Natural language region descriptions:
---

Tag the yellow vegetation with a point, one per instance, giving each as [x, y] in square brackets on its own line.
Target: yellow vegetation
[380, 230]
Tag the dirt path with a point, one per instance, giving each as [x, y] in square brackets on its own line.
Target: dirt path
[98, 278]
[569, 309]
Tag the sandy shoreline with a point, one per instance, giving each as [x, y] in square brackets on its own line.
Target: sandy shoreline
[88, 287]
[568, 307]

---

Brief:
Copy out every line in the entries above that holds "with".

Solution for this exercise:
Tag the yellow vegetation with a point, one per instance, giving each as [x, y] in square brackets on its own line.
Tag the dirt path with a point, one per instance, giving each as [x, y] in square brackets on its own line.
Tag the sandy shoreline with a point, one per instance, giving each as [x, y] in square brackets on its own line.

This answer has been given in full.